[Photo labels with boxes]
::::
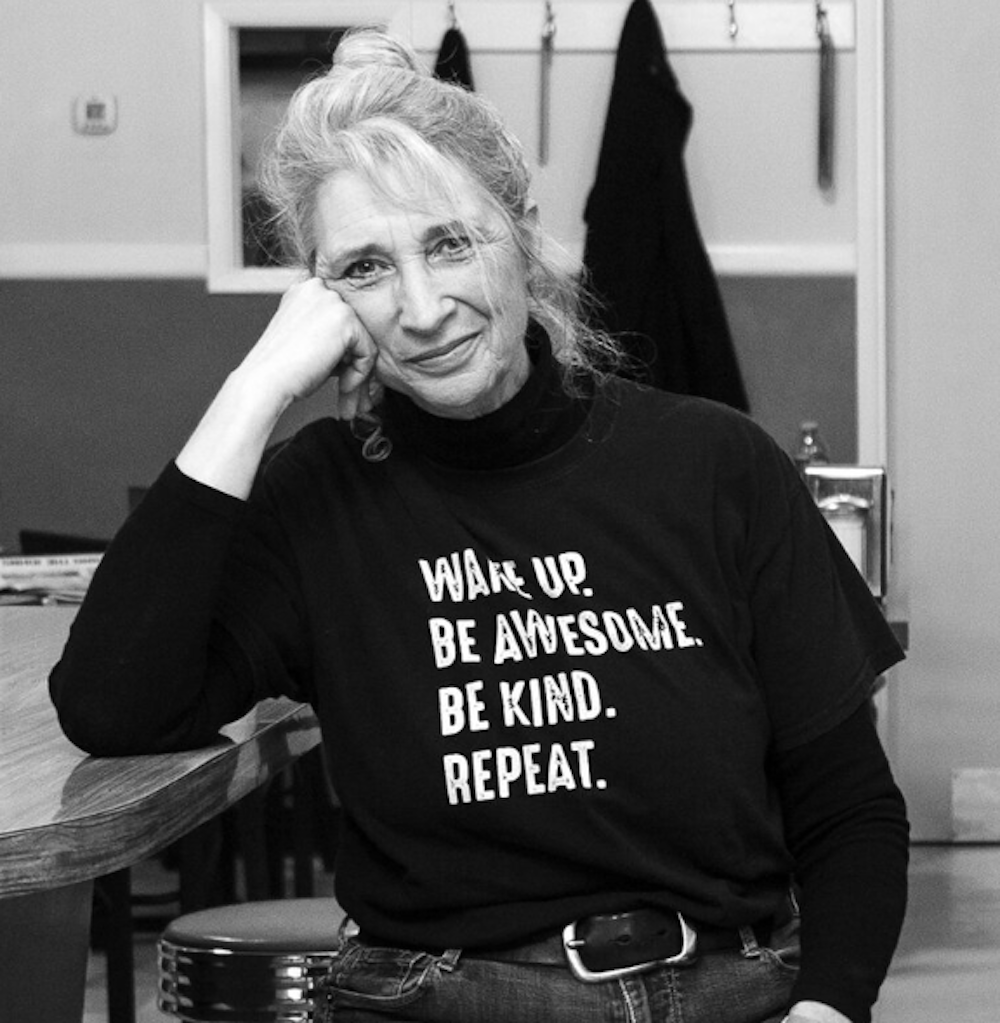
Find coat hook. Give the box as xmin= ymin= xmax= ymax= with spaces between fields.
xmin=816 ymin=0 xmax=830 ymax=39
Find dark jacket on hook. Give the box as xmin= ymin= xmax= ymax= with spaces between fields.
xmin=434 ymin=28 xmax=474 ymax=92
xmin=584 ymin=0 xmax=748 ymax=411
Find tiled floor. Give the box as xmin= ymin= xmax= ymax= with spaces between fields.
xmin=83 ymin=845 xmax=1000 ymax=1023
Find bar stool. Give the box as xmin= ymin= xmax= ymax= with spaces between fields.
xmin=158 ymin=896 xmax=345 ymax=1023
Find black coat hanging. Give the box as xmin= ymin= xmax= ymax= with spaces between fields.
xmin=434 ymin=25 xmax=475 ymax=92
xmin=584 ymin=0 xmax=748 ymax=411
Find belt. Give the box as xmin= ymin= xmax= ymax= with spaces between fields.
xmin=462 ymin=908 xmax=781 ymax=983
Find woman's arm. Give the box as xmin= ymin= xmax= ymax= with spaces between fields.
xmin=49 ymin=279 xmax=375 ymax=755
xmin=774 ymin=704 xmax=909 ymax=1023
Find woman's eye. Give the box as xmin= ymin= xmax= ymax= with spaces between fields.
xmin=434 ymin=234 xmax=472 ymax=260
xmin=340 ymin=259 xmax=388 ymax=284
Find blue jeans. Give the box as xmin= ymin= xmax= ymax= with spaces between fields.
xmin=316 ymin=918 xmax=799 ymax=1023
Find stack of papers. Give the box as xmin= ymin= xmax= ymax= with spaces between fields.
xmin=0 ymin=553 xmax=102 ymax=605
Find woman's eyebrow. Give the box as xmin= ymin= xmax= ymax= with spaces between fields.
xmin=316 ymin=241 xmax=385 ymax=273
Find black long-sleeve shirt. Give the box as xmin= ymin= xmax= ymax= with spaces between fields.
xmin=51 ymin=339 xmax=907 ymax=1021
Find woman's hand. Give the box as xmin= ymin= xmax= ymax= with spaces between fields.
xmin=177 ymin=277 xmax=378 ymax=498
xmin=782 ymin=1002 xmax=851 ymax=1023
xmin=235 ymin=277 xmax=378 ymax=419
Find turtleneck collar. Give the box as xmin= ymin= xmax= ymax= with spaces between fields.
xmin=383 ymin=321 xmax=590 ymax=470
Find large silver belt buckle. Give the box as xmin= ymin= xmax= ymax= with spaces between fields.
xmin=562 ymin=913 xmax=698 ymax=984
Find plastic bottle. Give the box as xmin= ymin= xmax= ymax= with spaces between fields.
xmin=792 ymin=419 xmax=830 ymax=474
::::
- **AIM OF THE TASK**
Rewrite the rows from the line with "Find plastic bottle." through the end of the rows, changing "plastic bottle" to "drink bottle" and leaving everything else the same.

- **CORRECT RESULT**
Find drink bottle. Give the box as xmin= ymin= xmax= ymax= with spaces between fields.
xmin=792 ymin=419 xmax=830 ymax=474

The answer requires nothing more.